_Problem:_ From the entries below, pick out and copy every line that contains the word "ceiling".
--- Start of Entries ---
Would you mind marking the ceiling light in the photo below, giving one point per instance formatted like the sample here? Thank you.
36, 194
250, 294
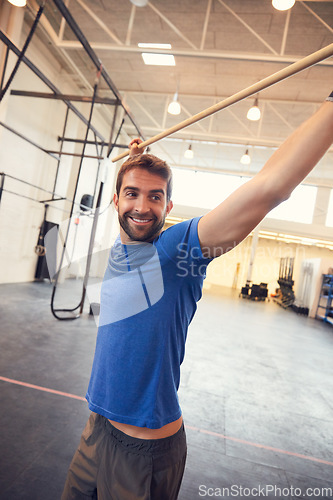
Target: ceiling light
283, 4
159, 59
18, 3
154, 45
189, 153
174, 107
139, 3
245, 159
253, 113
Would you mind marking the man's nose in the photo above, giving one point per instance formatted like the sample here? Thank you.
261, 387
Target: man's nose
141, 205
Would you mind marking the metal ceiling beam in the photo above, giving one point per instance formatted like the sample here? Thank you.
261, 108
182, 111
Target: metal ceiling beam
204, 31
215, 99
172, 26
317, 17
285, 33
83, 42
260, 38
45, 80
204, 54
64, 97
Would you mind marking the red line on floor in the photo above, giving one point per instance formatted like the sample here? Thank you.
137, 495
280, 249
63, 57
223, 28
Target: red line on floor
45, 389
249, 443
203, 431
--- End of Entries ---
--- Start of Entries ---
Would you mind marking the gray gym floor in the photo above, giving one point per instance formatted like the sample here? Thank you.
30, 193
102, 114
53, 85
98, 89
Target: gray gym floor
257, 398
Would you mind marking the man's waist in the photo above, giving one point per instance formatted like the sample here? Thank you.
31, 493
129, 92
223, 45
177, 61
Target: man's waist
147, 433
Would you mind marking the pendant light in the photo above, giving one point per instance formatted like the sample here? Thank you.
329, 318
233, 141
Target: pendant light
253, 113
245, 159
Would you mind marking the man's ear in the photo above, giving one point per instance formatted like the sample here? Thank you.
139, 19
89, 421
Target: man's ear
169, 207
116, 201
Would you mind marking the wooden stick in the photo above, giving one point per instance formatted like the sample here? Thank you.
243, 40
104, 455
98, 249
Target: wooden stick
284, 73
--- End of Entries ---
--- Start of Entries ---
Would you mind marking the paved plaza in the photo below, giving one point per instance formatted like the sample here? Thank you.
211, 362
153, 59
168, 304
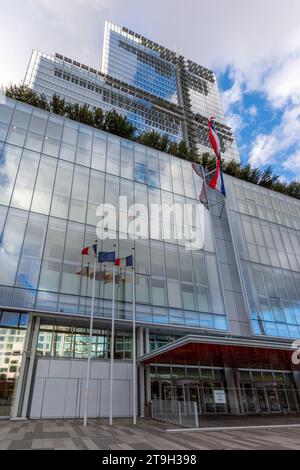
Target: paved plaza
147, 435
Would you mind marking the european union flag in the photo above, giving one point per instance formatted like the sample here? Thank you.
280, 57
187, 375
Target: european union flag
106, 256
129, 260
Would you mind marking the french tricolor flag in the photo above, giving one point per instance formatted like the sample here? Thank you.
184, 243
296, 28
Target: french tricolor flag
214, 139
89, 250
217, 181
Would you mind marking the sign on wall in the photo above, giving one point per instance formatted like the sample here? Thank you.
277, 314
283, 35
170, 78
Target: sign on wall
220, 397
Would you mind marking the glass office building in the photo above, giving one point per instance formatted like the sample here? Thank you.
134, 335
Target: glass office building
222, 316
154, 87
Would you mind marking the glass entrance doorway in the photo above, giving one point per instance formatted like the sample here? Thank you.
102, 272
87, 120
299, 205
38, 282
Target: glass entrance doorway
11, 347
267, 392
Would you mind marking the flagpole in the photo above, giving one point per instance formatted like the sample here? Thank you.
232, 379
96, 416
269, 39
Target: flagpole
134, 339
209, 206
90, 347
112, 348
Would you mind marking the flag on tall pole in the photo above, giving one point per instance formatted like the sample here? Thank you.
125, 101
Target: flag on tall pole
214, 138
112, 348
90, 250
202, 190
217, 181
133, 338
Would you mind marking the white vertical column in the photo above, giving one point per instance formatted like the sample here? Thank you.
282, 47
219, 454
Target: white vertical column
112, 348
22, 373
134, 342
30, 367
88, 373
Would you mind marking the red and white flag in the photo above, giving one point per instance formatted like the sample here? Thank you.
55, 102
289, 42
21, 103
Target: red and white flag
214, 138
--- End of Entries ---
_Response below:_
Would you mind marking the ceiling light in the photo below, giving one point per instance formatted like the sample here? Thank you.
Target: ceiling light
Would you mind marking the metal ceiling beam in the photo above, giving one point per instance formatted like the sample here? Thank you.
Target: metal ceiling beam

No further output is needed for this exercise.